Task details: Copy the data from the line with "Role: object detector." to the line with "[0,0,355,206]", putting "notice board" in place of "bulletin board" and keeping everything else the same.

Supplied records:
——
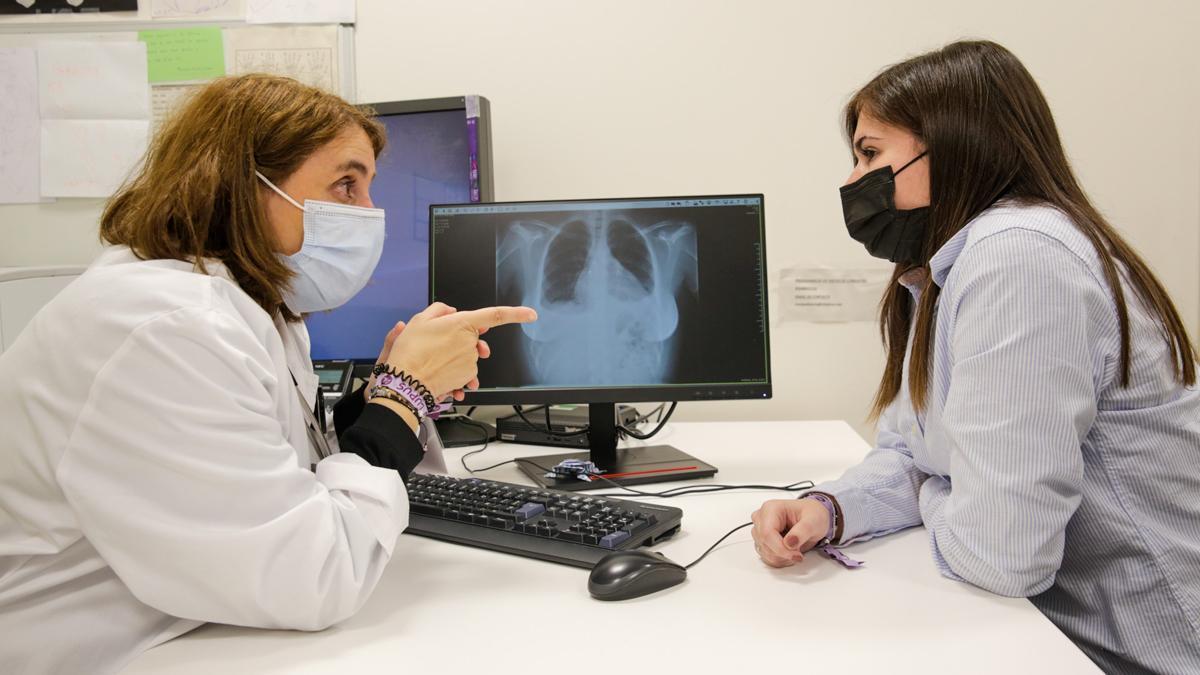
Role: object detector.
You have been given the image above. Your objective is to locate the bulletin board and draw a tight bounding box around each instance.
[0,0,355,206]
——
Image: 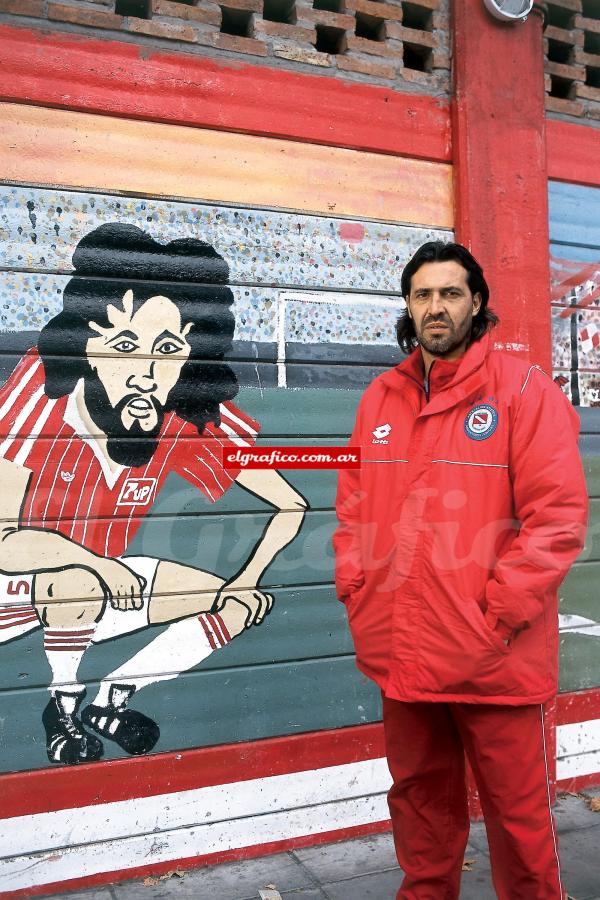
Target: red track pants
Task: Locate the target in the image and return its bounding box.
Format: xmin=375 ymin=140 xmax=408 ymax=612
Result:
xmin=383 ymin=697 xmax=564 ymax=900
——
Output below:
Role: object detector.
You have been given the image above. Your objective is to locate the notice board and draw a tight bounding box around each instance.
[0,0,355,206]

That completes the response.